To do: For the data below, count the lines that have the string "soldier" and state that number by itself.

Provided records:
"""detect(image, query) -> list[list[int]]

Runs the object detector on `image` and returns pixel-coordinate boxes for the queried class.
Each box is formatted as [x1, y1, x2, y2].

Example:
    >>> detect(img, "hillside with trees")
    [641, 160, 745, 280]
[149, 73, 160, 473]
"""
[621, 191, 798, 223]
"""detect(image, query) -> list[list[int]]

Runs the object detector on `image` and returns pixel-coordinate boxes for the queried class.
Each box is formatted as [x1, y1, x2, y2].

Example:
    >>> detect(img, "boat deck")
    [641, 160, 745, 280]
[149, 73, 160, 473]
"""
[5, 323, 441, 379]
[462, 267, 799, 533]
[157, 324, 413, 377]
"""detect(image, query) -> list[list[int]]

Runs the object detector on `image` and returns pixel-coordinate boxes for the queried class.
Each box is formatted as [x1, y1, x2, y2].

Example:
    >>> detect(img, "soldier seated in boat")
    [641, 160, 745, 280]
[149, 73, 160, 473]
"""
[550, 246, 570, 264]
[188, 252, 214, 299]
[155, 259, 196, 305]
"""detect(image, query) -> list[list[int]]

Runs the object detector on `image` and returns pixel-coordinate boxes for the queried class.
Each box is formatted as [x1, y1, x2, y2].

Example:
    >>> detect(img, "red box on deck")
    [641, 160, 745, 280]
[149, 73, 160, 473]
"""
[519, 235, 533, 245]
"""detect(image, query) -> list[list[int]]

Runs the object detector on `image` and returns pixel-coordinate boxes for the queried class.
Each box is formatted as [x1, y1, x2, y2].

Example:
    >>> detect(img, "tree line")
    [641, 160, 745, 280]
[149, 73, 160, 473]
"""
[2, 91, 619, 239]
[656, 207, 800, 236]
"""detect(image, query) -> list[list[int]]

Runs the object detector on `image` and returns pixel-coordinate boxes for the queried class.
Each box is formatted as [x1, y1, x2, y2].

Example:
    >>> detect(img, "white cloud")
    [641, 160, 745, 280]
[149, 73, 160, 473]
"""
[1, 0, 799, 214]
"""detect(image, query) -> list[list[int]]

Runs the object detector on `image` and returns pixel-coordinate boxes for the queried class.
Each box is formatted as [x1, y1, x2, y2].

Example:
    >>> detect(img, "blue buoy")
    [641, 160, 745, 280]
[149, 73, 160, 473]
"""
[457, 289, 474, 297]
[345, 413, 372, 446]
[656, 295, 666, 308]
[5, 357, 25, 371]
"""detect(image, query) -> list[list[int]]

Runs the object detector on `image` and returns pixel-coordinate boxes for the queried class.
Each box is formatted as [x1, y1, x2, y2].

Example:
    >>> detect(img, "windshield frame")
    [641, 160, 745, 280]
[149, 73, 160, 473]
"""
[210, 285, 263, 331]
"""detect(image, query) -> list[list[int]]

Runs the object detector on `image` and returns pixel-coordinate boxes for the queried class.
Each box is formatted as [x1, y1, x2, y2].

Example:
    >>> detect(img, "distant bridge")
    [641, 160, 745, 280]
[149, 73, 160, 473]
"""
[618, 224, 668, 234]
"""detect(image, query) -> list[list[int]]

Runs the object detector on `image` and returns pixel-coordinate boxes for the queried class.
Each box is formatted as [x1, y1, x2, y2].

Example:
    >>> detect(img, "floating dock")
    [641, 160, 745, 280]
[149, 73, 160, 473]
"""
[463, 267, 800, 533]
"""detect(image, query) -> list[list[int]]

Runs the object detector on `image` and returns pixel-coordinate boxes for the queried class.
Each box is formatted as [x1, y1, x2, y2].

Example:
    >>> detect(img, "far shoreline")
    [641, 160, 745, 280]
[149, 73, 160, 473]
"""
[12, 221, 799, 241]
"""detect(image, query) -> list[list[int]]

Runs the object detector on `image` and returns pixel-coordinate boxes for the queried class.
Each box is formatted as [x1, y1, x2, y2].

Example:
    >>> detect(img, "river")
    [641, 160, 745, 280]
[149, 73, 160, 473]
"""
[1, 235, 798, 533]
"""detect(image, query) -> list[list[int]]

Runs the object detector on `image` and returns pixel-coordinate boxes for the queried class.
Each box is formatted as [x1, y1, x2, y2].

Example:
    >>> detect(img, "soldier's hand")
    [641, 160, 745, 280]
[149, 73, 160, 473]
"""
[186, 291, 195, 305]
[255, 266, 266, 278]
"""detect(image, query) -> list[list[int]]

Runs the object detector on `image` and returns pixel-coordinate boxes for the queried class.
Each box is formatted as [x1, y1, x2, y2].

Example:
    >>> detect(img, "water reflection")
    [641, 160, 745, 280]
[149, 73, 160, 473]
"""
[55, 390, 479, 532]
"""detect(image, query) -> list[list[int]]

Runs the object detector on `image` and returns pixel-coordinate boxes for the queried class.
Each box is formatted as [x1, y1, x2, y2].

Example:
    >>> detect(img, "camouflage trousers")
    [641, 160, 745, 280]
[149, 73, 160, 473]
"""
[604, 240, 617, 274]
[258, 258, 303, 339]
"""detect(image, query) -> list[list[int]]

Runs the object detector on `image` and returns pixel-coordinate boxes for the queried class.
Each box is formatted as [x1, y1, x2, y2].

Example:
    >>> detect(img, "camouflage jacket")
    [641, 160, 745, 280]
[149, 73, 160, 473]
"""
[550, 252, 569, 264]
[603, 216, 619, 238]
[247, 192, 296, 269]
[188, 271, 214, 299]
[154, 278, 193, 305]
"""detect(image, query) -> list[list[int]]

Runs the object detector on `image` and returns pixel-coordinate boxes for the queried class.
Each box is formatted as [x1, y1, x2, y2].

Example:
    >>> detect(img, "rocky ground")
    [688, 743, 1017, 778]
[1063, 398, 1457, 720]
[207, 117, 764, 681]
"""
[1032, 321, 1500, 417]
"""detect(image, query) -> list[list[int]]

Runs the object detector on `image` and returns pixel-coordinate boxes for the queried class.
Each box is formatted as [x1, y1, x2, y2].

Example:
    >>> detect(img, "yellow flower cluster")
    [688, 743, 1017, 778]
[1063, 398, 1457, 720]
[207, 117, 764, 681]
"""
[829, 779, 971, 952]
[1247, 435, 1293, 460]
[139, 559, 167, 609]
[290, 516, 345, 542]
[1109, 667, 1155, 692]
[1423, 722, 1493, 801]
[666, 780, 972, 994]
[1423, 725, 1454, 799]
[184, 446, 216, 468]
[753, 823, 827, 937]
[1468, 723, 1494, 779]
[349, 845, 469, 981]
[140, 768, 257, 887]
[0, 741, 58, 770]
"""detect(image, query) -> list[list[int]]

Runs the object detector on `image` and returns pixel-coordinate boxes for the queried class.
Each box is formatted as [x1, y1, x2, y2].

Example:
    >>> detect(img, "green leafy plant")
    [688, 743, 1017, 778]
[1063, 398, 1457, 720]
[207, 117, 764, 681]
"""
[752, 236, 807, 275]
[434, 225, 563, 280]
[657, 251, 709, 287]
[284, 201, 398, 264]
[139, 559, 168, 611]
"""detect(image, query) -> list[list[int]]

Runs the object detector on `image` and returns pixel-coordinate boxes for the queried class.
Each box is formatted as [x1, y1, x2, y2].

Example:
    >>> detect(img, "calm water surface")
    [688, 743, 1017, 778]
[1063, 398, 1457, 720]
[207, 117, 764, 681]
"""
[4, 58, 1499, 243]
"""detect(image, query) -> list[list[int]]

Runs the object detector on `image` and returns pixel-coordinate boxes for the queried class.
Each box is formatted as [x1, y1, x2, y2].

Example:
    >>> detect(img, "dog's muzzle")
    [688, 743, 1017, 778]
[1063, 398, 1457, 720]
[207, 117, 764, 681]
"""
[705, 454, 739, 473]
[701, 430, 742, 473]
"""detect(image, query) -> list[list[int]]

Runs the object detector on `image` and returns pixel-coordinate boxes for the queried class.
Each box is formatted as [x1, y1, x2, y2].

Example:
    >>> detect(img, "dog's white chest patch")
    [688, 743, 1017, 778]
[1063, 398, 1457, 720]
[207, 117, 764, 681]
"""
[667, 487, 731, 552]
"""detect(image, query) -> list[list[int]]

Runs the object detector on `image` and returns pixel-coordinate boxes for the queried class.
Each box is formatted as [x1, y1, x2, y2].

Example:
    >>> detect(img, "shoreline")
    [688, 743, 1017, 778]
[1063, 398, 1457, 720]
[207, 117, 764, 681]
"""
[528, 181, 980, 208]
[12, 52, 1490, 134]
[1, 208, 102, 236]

Output below: 2